• _Exercise instructions_: Do any lines in the data below contain "locate"? If so, copy every one of them.

*** Begin section ***

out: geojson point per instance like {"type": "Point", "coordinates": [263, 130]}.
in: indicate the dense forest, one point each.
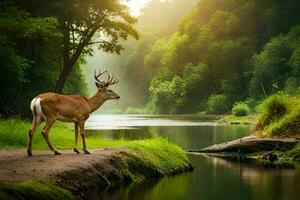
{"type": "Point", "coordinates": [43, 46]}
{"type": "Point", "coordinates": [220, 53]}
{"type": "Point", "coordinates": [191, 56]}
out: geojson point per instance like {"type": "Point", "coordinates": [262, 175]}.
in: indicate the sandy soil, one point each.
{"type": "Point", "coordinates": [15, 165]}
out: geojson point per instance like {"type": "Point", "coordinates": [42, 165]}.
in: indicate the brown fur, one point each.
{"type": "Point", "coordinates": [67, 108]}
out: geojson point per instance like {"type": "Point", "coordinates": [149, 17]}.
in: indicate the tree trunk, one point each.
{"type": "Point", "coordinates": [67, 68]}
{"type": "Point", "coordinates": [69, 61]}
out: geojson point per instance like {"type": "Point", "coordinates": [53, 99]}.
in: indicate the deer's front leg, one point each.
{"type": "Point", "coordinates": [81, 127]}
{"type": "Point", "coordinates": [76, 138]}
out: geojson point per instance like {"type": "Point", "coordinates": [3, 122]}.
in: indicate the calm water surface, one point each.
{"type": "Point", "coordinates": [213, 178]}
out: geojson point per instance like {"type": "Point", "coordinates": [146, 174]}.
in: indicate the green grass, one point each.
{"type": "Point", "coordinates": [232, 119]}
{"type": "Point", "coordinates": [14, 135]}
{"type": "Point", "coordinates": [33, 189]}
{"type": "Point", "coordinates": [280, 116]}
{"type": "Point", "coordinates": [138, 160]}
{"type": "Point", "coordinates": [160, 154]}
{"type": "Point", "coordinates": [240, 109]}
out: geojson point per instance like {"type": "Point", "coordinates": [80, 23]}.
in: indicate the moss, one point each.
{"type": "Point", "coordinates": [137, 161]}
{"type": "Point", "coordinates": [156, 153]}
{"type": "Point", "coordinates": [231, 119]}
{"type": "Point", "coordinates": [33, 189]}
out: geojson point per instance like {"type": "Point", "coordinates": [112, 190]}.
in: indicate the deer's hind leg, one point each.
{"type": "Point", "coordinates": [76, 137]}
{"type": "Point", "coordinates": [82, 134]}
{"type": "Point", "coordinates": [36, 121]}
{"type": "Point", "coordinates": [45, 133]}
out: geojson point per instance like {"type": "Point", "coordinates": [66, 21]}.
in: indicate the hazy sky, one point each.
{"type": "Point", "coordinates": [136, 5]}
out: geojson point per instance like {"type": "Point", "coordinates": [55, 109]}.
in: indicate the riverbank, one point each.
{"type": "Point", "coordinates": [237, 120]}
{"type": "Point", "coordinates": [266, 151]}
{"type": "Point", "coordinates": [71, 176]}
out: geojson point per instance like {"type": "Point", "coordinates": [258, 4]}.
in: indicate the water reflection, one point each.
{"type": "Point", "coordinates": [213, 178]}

*** End section ***
*** Begin section ***

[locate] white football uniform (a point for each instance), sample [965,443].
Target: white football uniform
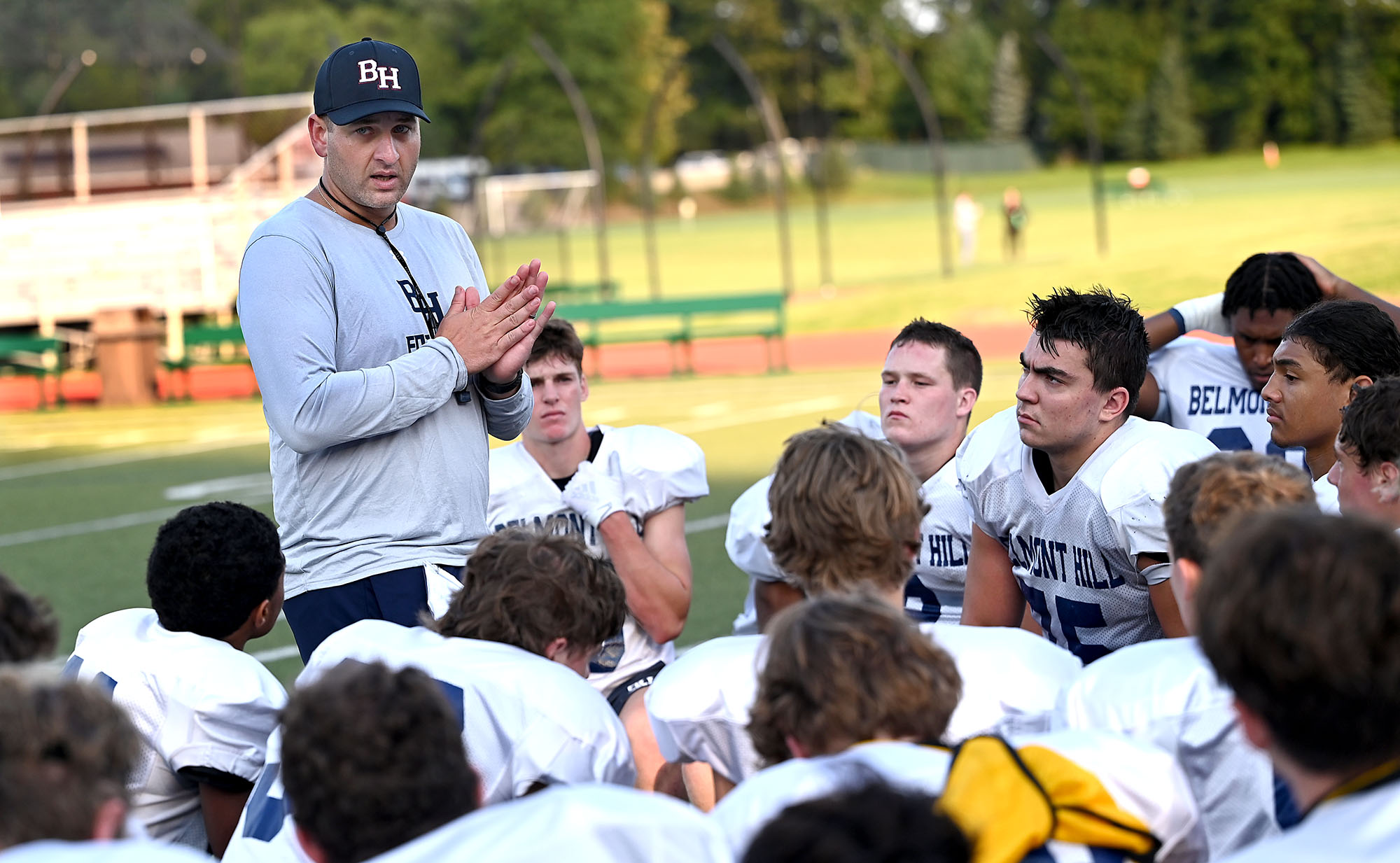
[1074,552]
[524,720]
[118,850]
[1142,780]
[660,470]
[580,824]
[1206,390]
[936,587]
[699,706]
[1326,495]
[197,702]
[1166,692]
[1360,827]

*** End section ***
*** Begin section ***

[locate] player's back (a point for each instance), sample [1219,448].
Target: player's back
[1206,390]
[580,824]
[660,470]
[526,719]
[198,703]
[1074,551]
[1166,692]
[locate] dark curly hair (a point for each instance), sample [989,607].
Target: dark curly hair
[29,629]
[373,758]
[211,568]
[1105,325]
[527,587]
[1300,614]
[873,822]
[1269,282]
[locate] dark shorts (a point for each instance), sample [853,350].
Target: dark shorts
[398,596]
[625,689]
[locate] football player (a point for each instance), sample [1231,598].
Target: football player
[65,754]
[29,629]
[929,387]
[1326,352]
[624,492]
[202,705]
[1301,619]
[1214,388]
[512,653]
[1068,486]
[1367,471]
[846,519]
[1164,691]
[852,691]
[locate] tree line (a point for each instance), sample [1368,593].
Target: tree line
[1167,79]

*** End section ***

• _Reply_:
[locate] white football uniform (a point for each instance), sample [965,443].
[locate] player's back (a point for each instance), sample [1219,448].
[locate] dark curly hair (a point for each instance), sample [989,607].
[locate] dark shorts (a point for each instance), sample [853,350].
[locate] football player (a point for each instance), sample [1231,598].
[locate] tree line (a point for each instance), sample [1368,593].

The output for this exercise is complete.